## What to work on
Return the full listing unchanged, excluding any images it contains.

## Data to process
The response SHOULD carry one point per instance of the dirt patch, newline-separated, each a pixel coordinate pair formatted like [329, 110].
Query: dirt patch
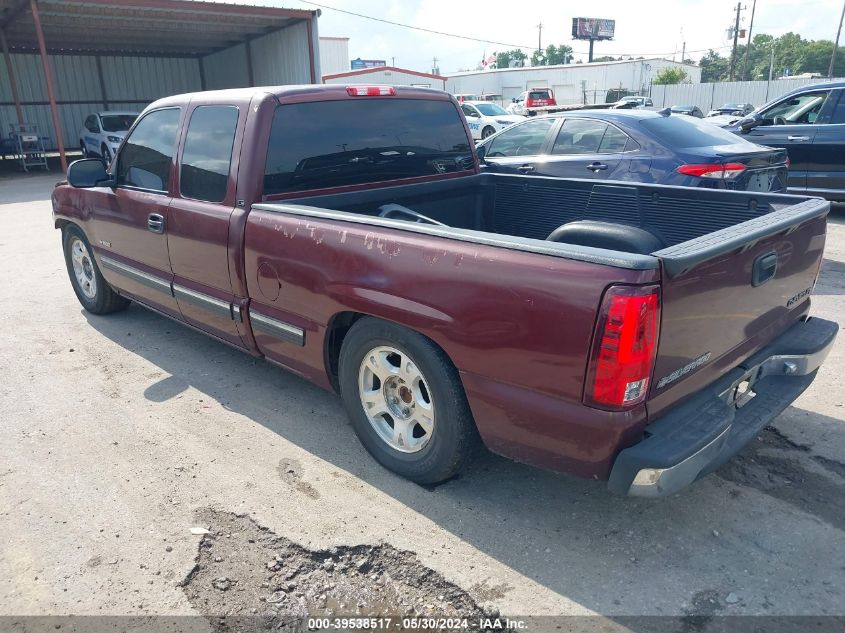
[248, 578]
[781, 474]
[290, 470]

## Solved exercise
The response SHOULD carry one point per instance of the dirt patch, newline-separated, each a pixel coordinate pair formatted like [329, 110].
Query: dirt patch
[248, 578]
[781, 474]
[290, 470]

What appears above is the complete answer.